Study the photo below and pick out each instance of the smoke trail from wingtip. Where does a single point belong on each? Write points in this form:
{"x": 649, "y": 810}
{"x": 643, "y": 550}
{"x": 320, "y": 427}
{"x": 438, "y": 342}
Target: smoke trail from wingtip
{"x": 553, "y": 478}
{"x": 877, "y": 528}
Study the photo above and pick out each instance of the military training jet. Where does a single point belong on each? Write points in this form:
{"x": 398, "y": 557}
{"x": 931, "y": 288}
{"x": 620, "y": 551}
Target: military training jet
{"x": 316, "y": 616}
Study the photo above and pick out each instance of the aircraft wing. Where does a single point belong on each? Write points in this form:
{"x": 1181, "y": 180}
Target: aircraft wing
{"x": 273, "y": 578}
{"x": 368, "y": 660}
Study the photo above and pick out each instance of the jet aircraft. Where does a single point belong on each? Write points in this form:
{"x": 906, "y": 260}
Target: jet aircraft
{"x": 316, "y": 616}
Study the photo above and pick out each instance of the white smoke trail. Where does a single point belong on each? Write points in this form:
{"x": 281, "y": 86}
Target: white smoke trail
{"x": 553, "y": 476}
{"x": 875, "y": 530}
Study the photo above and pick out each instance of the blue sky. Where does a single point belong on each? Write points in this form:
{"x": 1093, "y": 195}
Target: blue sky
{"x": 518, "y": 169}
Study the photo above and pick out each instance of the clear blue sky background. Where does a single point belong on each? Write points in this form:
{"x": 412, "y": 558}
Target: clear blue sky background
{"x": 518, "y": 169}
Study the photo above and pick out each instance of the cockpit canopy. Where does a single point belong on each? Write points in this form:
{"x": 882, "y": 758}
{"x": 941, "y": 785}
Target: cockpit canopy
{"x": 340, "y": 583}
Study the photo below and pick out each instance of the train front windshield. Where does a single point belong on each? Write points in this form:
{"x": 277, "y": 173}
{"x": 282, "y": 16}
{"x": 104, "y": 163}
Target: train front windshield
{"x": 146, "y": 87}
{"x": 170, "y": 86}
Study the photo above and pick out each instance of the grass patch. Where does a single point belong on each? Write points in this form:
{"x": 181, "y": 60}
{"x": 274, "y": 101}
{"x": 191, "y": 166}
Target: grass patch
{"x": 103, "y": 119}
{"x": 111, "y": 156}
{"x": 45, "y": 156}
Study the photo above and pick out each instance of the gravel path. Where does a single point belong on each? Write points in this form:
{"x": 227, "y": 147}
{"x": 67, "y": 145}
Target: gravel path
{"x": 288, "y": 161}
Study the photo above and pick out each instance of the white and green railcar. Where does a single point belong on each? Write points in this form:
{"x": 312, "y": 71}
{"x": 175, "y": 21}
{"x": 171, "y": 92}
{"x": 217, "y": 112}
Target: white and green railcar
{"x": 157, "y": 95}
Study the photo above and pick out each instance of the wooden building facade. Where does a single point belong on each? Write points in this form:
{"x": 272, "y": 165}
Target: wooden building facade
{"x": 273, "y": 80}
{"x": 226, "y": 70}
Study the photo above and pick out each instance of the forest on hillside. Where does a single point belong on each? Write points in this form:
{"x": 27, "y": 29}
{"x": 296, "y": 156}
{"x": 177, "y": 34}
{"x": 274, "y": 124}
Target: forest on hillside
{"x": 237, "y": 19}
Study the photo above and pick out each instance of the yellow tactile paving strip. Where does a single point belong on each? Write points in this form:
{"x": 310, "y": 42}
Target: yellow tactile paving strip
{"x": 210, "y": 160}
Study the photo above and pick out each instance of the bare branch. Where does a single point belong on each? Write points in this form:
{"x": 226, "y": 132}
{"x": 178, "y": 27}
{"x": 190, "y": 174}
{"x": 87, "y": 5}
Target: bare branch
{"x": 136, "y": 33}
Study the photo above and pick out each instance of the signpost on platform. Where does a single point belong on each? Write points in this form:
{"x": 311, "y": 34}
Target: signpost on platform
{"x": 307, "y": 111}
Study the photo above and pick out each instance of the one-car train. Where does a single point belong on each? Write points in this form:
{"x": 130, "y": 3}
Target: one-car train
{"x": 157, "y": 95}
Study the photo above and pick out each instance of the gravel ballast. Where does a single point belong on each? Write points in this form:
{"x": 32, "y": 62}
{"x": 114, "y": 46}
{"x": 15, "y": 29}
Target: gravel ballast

▶ **WRITTEN TASK**
Exactly reproduce all of the entries.

▶ **TASK RESPONSE**
Study the photo below and pick out each instance of the smoke trail from wingtip. Where does a single point belong on each? Write points in this form:
{"x": 649, "y": 810}
{"x": 643, "y": 550}
{"x": 320, "y": 427}
{"x": 438, "y": 342}
Target: smoke trail from wingtip
{"x": 553, "y": 478}
{"x": 877, "y": 528}
Study the photo above and pick out each instance of the military training jet. Where does a single point belong on each? Write points in this form:
{"x": 398, "y": 557}
{"x": 931, "y": 288}
{"x": 620, "y": 551}
Target: military training jet
{"x": 316, "y": 616}
Study the photo above and pick out each instance of the aircraft wing. Where does a single point belong on each? Write points in this form:
{"x": 1181, "y": 180}
Target: aircraft wing
{"x": 273, "y": 578}
{"x": 368, "y": 660}
Study the photo above and pick out each instance of the jet aircraft. Where does a single point belong on each? Write points in this form:
{"x": 906, "y": 260}
Target: jet aircraft
{"x": 316, "y": 616}
Study the photo above and pick out each instance of the white smoke trail. Where does a single point belong on each? Write points in this form:
{"x": 281, "y": 86}
Target: white smoke trail
{"x": 553, "y": 476}
{"x": 875, "y": 530}
Study the photo above and pick out each instance of the blue sky. Where does a single point belong on each? Write points in this form:
{"x": 1093, "y": 195}
Target: blue sky
{"x": 518, "y": 169}
Study the photo above and pick out each instance of the clear blue sky background. Where does a single point belong on each? Write points in this form:
{"x": 412, "y": 558}
Target: clear blue sky background
{"x": 518, "y": 169}
Study the photo above and pick out each instance of the cockpit canopy. Where does a single point belong on each? Write points in this form:
{"x": 882, "y": 758}
{"x": 941, "y": 785}
Target: cockpit canopy
{"x": 340, "y": 583}
Study the photo below and pick out each instance of the train front windshield. Where does a single point belong on each? Write points in this form:
{"x": 277, "y": 173}
{"x": 282, "y": 16}
{"x": 104, "y": 163}
Target: train front windshield
{"x": 146, "y": 87}
{"x": 170, "y": 86}
Study the photo above and pick out each instance of the grass patch. Where does a single point belong on each? Write points in this form:
{"x": 181, "y": 60}
{"x": 274, "y": 101}
{"x": 191, "y": 166}
Target: grass patch
{"x": 103, "y": 119}
{"x": 111, "y": 156}
{"x": 45, "y": 156}
Study the photo above and pick out each instance of the gravel path. Where does a single point belong on each? Write points in this form:
{"x": 227, "y": 147}
{"x": 67, "y": 145}
Target: gravel path
{"x": 288, "y": 161}
Study the photo above and pick out each instance of the white and green railcar. Where does a single point belong on each? Write points in this form:
{"x": 312, "y": 71}
{"x": 175, "y": 21}
{"x": 171, "y": 92}
{"x": 217, "y": 112}
Target: white and green railcar
{"x": 157, "y": 95}
Study the photo above and pick out each instance of the wooden building facade. Where does a single point belong on each? Write points in this form:
{"x": 272, "y": 165}
Target: wooden building facade
{"x": 273, "y": 80}
{"x": 226, "y": 70}
Study the photo above and pick out each instance of the forest on hillside. Where does a single point belong on each? Write points in this form:
{"x": 27, "y": 29}
{"x": 296, "y": 156}
{"x": 177, "y": 34}
{"x": 274, "y": 124}
Target: forest on hillside
{"x": 237, "y": 19}
Study the photo above and pick out each instance of the yellow tactile paving strip. Where does a single point belong on each? Write points in this form:
{"x": 310, "y": 42}
Target: yellow tactile paving strip
{"x": 210, "y": 160}
Study the photo above and pick out each instance of the bare branch. Where does a single point belong on each? Write points in this form:
{"x": 226, "y": 132}
{"x": 178, "y": 27}
{"x": 190, "y": 174}
{"x": 87, "y": 5}
Target: bare branch
{"x": 136, "y": 33}
Study the photo above and pick out each instance of the signpost on platform. Where does a single point belong on each? Write points in this form:
{"x": 311, "y": 34}
Target: signpost on platform
{"x": 307, "y": 111}
Study the photo above and pick out each instance of the one-car train. Where does a single point belong on each? Write points in this form:
{"x": 130, "y": 3}
Target: one-car train
{"x": 157, "y": 95}
Study the photo above and pick out each instance of the gravel ballast. Where does a single point belong on each? Write points in this form:
{"x": 32, "y": 62}
{"x": 114, "y": 46}
{"x": 15, "y": 29}
Target: gravel ballast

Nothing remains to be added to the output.